Challenge 1
Reproduce, word for word, the portion of the post on Hayes Process Model 7 below from "Important: This model" up to and including "see Hayes (2023).".
Challenge 2
In the post on Hayes Process Model 7 below, how is the indirect effect of X on Y in a simple mediation model computed?

Excerpt to read
------------------------------------

Process model 7 using Hayes Process macro with RStudio

In this post, I discuss Hayes Process Model 7 and illustrate its use when testing for first-stage moderated mediation using R Studio. 

[For a demo of Model 58 which pivots off concepts and procedures discussed in this post, see this blog post.]

First, a (very) brief review of simple mediation...

When specifying a simple mediation model, part of the effect of an independent variable (X) on a dependent variable (Y) is presumed to be transmitted by way of a proposed mediator (M). In effect, the mediator serves as the mechanism (or process) by which X influences Y. The paths in the model below all represent direct effects of one variable on another. Path a represents the direct effect of X on M. Path b represents the direct effect of the mediator (M) on the dependent variable (Y). Path c' (c-prime) represents the direct effect of X on Y. The indirect effect of X on Y in the model is computed as the product of the coefficients for paths a and b: IE=a*b. This effect (if significantly different from zero) is typically regarded as evidence supporting a putative claim of mediation.  We can compute the total effect of X on Y as the sum of its direct and indirect effects: c' + a*b.

Important: This model cannot be used to 'prove' mediation, as there are many other conditions that must be met for that to occur. The model simply allows one to evaluate evidence for its consistency with a proposed mediation mechanism. For a much deeper dive on these interpretational issues, see Hayes (2023). 


The simple mediation model described above does not have any conditional effects in its specification. A conditional effect refers to situations where the effect of one variable on another within the system changes across levels of another variable. This encompasses the idea of statistical moderation. This concept is explored further in the next part of my discussion.

------------------------------------

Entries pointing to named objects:
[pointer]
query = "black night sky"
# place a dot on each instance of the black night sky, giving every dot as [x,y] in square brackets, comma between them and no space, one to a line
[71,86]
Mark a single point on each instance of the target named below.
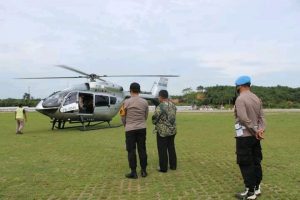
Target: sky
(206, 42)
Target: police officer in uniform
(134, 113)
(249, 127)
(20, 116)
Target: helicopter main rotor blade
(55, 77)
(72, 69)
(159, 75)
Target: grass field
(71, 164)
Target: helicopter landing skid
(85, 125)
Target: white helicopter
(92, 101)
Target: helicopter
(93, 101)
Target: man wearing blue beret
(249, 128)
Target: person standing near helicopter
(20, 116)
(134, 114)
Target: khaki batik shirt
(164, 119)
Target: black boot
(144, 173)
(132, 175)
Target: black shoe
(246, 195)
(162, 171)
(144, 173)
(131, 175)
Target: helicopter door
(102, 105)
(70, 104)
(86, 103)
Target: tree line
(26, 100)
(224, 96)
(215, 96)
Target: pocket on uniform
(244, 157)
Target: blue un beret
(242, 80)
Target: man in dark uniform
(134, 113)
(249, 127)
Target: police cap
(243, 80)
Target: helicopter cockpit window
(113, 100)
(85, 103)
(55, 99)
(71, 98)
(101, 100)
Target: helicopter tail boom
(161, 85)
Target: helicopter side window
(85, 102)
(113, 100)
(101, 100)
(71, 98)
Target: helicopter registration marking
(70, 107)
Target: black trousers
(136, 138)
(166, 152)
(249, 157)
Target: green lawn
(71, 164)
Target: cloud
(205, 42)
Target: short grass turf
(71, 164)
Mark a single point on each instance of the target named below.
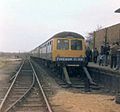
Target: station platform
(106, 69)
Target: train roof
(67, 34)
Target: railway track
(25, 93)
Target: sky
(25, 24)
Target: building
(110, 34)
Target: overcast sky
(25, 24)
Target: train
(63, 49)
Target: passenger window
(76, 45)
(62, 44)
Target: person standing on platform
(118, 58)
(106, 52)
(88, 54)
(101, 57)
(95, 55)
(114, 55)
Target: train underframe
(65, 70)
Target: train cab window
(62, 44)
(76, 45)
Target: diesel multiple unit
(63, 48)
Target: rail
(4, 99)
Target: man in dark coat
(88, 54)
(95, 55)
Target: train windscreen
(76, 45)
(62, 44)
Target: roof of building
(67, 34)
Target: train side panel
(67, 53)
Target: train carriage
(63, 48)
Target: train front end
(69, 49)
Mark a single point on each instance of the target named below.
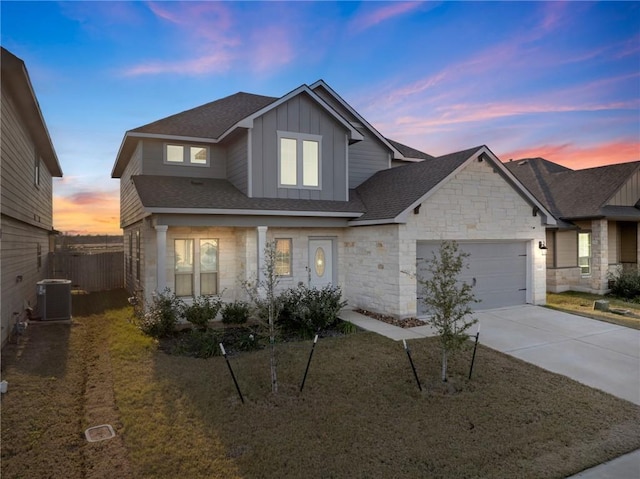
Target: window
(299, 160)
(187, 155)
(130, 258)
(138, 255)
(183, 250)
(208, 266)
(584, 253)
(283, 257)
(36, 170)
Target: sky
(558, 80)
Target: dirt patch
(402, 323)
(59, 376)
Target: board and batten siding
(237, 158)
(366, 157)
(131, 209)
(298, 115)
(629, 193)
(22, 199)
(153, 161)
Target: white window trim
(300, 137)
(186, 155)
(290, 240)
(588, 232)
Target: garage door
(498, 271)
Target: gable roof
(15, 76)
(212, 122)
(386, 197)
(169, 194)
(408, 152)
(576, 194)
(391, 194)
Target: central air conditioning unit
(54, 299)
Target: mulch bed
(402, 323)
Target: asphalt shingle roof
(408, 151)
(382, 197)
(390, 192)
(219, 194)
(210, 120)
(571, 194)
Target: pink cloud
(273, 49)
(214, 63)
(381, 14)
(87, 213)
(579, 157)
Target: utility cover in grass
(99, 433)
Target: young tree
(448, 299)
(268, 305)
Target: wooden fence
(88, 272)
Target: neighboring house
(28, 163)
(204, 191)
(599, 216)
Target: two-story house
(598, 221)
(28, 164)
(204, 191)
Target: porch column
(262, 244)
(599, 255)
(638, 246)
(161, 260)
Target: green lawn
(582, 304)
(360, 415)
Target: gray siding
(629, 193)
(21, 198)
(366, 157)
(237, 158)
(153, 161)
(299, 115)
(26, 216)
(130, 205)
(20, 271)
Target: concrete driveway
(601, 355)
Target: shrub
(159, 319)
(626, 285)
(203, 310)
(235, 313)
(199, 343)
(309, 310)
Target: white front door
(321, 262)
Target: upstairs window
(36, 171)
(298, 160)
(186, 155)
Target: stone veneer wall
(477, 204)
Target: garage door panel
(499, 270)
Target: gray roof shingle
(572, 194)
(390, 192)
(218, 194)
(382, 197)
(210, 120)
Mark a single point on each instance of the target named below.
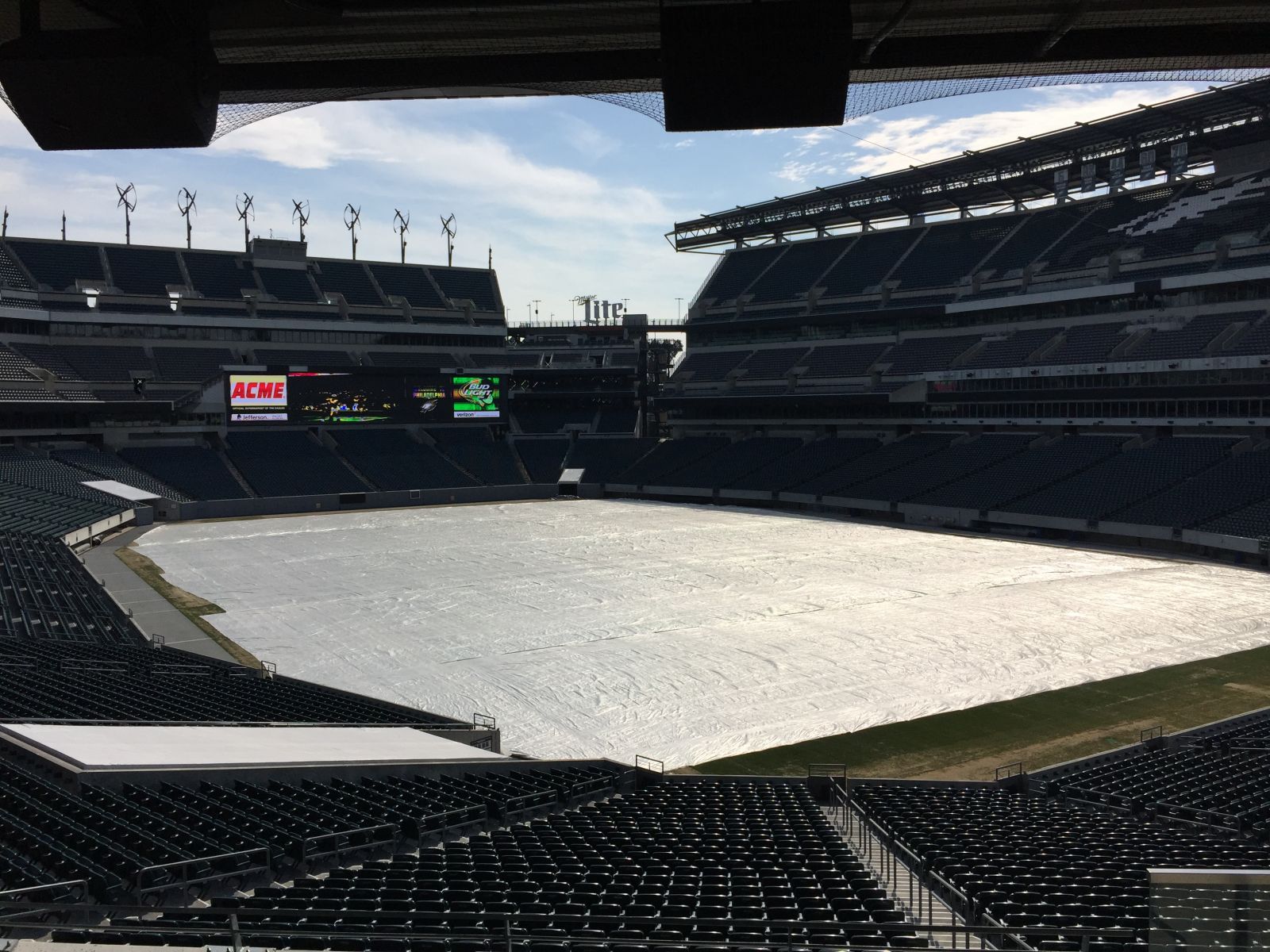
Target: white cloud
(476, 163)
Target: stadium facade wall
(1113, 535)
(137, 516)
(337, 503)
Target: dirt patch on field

------------------------------------

Task response 1
Important: This model cannot be used to 'prove' mediation, as there are many other conditions that must be met for that to occur. The model simply allows one to evaluate evidence for its consistency with a proposed mediation mechanism. For a much deeper dive on these interpretational issues, see Hayes (2023).

Task response 2
It is computed as the product of the coefficients for paths a and b (IE=a*b).